[Условие задания]:
От чего и в каком городе умер Мак-Гахан, судя по отрывку о Скобелеве ниже?

[Отрывок для чтения]:
·····
Это опасное предприятие, «подвиг смелости», как его назвал Мак-Гахан, совершенный Скобелевым в любимой им области разведок и рекогносцировок, уже рисует образ того Скобелева, которого знала и любила вся Россия: отважного, не признающего никаких преград, презирающего смерть и стремящегося только к победе. Замолчать его заслуги было уже невозможно. О его подвигах говорили войска, им было довольно начальство. Мемуаристы, включая на этот раз и Верещагина, писали о его действиях, не скрывая своего восхищения. Но награда возбудила и старых недоброжелателей, находивших всевозможные изъяны в поведении Скобелева.

В хивинской экспедиции Скобелев близко подружился с Мак-Гаханом. Этот корреспондент впоследствии присутствовал на театрах других войн с участием Скобелева, подробно и правдиво освещал в американской и английской прессе военные события, чем способствовал известности Скобелева в этих странах, особенно в Англии. Во время турецкой войны Мак-Гахан, сопровождая русскую армию, дошел с ней до Константинополя и умер в столице Турции от тифа. Скобелев горько оплакивал безвременную смерть своего друга.

Расположение русского офицера Мак-Гахан завоевал своей смелостью, всегда импонировавшей Скобелеву. Когда войска выступили из Хивы в направлении на Оксус (24 августа), Скобелев задержался в городе, чтобы написать донесение Кауфману. В только что взятой чужой столице с ним находилось всего два человека. До выезда он предложил американцу остаться с ним во дворце хана, чтобы потом вместе двинуться вдогонку ушедшим вперед войскам. Несмотря на риск, журналист согласился. В своей книге он рассказывает об этом эпизоде: «Войска выступили около двух часов и к трем часам скрылись из виду, а полковник Скобелев (ошибка, тогда еще подполковник. — В.М.), его два служителя и я, ничтожный остаток победоносной армии, остались одни среди неприятеля. На другой день, рано утром, мы пустились в путь, чтобы присоединиться к войску. Часа три или четыре мы ехали среди цветущих полей и садов оазиса, встречая по пути узбеков, которые кланялись нам почтительно, но видимо радуясь, что последние русские уезжают. Никто не выказал, однако, ни малейшего поползновения оскорбить нас, и наш отряд в четыре человека ехал так же спокойно, как если бы нас была тысяча».
·····
[Показанный материал]:
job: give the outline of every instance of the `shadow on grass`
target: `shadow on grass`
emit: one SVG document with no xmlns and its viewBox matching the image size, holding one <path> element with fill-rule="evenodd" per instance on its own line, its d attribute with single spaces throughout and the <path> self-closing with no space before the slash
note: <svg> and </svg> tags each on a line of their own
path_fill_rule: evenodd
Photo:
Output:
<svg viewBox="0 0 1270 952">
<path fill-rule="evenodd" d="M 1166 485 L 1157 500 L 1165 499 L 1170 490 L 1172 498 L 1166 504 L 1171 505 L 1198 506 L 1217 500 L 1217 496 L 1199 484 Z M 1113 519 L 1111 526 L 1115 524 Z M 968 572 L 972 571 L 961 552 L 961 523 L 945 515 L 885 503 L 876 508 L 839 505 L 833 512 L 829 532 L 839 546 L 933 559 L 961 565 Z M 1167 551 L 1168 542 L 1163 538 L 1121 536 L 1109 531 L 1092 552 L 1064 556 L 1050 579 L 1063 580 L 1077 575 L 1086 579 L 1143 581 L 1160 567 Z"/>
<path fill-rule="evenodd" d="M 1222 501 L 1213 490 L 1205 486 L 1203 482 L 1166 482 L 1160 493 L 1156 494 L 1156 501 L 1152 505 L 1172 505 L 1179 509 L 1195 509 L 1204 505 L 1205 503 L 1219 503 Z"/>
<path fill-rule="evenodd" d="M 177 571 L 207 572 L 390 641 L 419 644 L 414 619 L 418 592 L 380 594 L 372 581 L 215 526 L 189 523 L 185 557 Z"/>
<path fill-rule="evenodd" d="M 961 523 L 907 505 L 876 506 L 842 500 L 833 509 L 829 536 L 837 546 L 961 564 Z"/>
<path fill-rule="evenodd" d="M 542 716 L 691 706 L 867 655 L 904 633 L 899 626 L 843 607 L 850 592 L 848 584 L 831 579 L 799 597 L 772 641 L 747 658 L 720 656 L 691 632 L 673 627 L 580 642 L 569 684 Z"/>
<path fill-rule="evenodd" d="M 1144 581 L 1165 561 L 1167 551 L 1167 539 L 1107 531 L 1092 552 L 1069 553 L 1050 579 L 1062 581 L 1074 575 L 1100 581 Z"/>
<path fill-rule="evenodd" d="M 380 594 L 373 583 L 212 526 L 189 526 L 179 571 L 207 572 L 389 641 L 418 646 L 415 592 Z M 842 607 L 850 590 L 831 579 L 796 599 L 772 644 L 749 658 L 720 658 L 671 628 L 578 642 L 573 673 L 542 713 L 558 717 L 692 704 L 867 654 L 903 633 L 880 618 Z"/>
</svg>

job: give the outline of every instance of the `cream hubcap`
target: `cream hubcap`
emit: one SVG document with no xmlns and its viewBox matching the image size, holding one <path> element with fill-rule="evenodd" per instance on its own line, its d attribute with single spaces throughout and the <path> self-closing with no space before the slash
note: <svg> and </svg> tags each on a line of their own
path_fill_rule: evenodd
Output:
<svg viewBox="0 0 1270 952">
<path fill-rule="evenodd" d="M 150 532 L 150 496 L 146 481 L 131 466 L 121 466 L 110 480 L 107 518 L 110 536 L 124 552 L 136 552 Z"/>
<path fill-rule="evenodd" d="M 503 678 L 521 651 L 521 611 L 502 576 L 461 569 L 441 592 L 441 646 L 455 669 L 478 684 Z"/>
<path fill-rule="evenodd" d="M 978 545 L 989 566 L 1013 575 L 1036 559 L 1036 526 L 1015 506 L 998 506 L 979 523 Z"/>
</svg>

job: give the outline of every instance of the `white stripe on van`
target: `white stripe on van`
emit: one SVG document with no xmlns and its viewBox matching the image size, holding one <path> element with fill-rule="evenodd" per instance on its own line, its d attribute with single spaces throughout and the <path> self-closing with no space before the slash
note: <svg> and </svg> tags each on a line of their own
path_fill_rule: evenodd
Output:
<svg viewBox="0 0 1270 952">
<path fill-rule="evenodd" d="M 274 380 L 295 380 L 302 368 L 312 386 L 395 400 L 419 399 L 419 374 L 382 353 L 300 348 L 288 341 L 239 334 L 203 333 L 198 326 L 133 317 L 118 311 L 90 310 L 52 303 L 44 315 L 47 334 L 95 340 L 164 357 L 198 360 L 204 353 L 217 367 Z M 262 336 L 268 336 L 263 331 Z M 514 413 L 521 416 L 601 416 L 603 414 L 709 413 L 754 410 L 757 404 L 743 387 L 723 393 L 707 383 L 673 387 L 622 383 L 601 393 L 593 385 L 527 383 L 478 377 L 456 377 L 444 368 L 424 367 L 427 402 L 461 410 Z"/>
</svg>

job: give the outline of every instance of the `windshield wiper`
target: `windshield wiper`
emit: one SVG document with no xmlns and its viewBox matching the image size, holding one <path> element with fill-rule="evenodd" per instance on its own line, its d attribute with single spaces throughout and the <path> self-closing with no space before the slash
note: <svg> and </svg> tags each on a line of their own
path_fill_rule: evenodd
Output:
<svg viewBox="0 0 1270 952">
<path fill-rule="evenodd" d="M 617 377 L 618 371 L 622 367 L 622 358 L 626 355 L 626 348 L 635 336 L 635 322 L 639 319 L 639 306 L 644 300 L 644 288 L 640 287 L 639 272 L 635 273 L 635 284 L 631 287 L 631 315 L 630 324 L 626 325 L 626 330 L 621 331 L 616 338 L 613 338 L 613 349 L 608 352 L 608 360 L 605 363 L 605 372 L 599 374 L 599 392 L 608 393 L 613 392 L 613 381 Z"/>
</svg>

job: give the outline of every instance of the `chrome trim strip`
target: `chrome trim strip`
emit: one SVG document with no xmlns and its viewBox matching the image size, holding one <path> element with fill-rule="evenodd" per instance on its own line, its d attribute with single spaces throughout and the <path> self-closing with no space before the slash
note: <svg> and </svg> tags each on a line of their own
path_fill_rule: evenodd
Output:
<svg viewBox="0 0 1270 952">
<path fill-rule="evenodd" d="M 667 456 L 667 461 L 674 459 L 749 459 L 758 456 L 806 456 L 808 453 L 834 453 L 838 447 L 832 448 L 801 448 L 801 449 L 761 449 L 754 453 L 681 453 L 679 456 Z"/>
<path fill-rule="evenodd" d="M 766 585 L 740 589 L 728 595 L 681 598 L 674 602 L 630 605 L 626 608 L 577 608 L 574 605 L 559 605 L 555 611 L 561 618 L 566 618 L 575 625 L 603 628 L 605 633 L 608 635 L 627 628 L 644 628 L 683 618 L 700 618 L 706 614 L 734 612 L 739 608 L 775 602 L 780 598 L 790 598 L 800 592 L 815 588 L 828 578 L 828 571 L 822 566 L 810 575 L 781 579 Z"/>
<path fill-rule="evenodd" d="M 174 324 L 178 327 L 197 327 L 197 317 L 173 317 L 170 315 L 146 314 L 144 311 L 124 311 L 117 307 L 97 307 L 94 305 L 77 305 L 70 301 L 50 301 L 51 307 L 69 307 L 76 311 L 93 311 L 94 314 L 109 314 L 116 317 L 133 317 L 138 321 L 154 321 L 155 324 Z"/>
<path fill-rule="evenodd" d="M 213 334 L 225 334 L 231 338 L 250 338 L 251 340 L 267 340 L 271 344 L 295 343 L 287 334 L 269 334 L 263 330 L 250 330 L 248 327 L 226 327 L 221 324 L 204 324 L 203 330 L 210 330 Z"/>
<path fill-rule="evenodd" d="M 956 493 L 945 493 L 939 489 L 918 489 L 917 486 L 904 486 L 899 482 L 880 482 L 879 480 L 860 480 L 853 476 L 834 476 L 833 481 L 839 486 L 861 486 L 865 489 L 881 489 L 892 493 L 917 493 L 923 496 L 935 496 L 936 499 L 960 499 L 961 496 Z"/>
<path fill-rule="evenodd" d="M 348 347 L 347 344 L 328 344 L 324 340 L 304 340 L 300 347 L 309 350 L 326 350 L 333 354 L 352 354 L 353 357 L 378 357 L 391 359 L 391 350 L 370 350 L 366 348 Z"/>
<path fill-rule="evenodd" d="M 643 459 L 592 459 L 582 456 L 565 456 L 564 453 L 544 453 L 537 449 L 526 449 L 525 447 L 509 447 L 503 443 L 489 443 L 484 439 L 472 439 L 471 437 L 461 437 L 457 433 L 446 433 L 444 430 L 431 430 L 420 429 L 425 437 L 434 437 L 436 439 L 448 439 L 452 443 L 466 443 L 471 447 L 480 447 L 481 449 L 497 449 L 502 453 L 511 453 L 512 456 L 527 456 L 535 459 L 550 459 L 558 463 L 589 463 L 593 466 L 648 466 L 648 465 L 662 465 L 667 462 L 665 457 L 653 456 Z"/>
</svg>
·····
[Готовый ответ]:
Мак-Гахан умер от тифа в Константинополе, столице Турции.